== Segment start ==

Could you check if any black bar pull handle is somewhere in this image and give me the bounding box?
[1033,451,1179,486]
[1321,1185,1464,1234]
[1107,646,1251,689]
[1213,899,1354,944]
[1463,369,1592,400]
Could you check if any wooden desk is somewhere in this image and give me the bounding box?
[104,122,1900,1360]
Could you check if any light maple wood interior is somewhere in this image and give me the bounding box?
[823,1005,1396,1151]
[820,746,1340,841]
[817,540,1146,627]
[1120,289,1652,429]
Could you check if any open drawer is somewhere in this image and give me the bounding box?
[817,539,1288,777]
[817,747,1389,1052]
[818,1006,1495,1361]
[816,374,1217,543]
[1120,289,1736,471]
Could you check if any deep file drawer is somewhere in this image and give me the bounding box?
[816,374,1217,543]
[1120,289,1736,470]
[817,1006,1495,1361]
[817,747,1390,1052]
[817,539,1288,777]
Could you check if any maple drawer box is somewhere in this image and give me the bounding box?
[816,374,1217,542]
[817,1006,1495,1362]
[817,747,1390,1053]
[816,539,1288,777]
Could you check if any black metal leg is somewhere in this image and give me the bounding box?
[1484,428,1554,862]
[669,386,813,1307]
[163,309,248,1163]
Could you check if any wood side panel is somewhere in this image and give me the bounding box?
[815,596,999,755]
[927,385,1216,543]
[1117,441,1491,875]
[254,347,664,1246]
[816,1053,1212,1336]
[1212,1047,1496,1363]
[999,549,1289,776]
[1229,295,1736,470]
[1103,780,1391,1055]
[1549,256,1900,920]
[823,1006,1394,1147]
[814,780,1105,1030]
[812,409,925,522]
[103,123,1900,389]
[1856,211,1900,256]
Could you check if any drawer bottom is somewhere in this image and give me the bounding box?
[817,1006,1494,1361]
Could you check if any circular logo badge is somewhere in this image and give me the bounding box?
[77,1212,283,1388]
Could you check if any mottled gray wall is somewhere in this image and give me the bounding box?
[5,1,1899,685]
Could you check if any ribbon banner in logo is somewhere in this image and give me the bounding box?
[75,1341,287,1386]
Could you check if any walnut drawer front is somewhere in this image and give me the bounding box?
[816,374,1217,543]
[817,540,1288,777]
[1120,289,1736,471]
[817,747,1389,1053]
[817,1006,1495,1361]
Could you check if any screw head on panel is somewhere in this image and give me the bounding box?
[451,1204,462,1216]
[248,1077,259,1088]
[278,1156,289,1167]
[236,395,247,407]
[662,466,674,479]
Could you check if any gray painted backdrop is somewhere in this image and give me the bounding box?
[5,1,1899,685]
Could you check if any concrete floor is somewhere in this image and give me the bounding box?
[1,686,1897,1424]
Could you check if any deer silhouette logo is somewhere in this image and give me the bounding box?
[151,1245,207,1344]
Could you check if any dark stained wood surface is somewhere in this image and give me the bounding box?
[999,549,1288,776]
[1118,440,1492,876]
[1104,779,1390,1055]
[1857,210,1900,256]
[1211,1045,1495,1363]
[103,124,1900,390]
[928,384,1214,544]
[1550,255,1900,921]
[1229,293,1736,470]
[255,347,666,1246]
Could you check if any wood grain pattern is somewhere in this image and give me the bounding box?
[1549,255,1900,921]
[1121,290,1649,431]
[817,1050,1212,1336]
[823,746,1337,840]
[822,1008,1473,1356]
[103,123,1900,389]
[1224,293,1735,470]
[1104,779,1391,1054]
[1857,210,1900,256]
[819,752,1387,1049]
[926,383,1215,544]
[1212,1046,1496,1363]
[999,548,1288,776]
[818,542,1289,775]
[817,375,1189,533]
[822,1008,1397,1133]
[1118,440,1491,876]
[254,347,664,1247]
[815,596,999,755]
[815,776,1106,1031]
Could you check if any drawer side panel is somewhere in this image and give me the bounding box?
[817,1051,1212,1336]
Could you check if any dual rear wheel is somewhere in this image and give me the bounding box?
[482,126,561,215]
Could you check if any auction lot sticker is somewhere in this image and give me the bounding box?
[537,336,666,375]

== Segment end ==

TASK GOAL: Your task is to print all of the records exactly.

TASK SOLUTION:
Could you check if any black bar pull handle is somewhere in this image and give me the bounding box?
[1033,451,1179,486]
[1321,1185,1464,1234]
[1107,646,1251,689]
[1213,899,1354,944]
[1463,369,1592,400]
Could you check if any wooden desk is somewhere in this image and give me the bounding box?
[104,122,1900,1360]
Could you check if any light maple wood interior is somewhere in this image and give me the bounding box?
[823,1005,1396,1151]
[820,746,1340,841]
[817,540,1146,627]
[1120,289,1652,429]
Could you check if any open drawer is somewhere in this image and give me the bounding box?
[817,539,1288,777]
[817,747,1389,1052]
[818,1006,1495,1361]
[816,374,1217,543]
[1120,289,1736,471]
Could you check if any deep file drawer is somewhere in this image and give me the bounding box?
[816,374,1217,543]
[1120,289,1736,470]
[817,1006,1495,1361]
[817,747,1390,1052]
[817,539,1288,777]
Could you check if any maple drawer box is somewhere in this image and give me the bounding box?
[816,374,1217,542]
[817,1006,1495,1362]
[817,747,1390,1053]
[816,539,1288,777]
Could you check if any black metal leg is somewhere in this image and give me the bounding box?
[1484,428,1554,862]
[669,386,813,1307]
[163,309,248,1163]
Could you check if any wood side panel is somewhere in this image and give me the bounding box?
[815,596,999,755]
[927,385,1216,543]
[1117,441,1491,875]
[254,347,664,1246]
[816,1053,1212,1336]
[1212,1047,1496,1363]
[999,549,1289,776]
[1229,295,1736,470]
[1103,780,1391,1055]
[1549,256,1900,920]
[823,1006,1394,1147]
[814,780,1105,1030]
[812,409,925,522]
[103,123,1900,389]
[1856,211,1900,256]
Could you check if any drawer bottom is somewhere in this image and give me the bounding box?
[817,1006,1494,1361]
Could you check if any circular logo badge is somewhere in this image and give me the bounding box?
[77,1212,283,1388]
Could you check if any mottled gray wall is somewhere in this image and give me the bounding box?
[5,1,1899,685]
Could you check if any ribbon banner in logo is somewhere in this image and give me the bounding box?
[75,1341,287,1386]
Could you check if any walnut drawer front is somewhere in this image and give me the bounding box?
[816,374,1217,543]
[817,540,1288,777]
[1120,289,1736,471]
[817,747,1389,1053]
[817,1006,1495,1361]
Could you check if any screw head on panel is somewhere in this image and give me the bounding box?
[451,1204,462,1216]
[248,1077,259,1088]
[278,1156,289,1167]
[236,395,247,407]
[662,466,674,479]
Could you check if any gray painted backdrop is somewhere in this image and give me the bounding box?
[5,1,1899,685]
Could you check if any concrete floor is somewhere in this image and give me the bounding box?
[1,686,1897,1424]
Could you check if any deer silhouette logo is somewhere in this image and give me the bounding box?
[151,1245,207,1344]
Could you check if any dark stained wood surface is somewhere in this image and give me the bounding box?
[999,549,1288,776]
[1118,440,1492,876]
[1104,779,1390,1055]
[1857,210,1900,256]
[1211,1045,1495,1363]
[103,124,1900,390]
[928,384,1214,544]
[1550,255,1900,921]
[1229,293,1736,470]
[255,347,666,1246]
Could you check if any wood grain pattern is somewhere in this image and give me the bounding box?
[1549,255,1900,921]
[1121,290,1649,431]
[817,1050,1212,1336]
[823,746,1337,840]
[822,1008,1473,1356]
[103,123,1900,389]
[1224,293,1735,470]
[1104,779,1391,1054]
[1857,210,1900,256]
[819,752,1387,1049]
[926,383,1215,544]
[1212,1046,1496,1363]
[999,548,1288,776]
[818,542,1289,775]
[817,375,1189,533]
[822,1008,1397,1133]
[1118,440,1491,876]
[254,347,664,1247]
[815,596,999,755]
[815,776,1106,1031]
Could you check if any drawer side panel is somewhere in this image and give me the bounding box?
[817,1051,1212,1336]
Could you check if any dual rear wheel is somewhere in this image and give me the bounding box?
[482,126,561,215]
Could you check if any auction lot sticker is somewhere in this image and give me the bounding box?
[537,336,666,375]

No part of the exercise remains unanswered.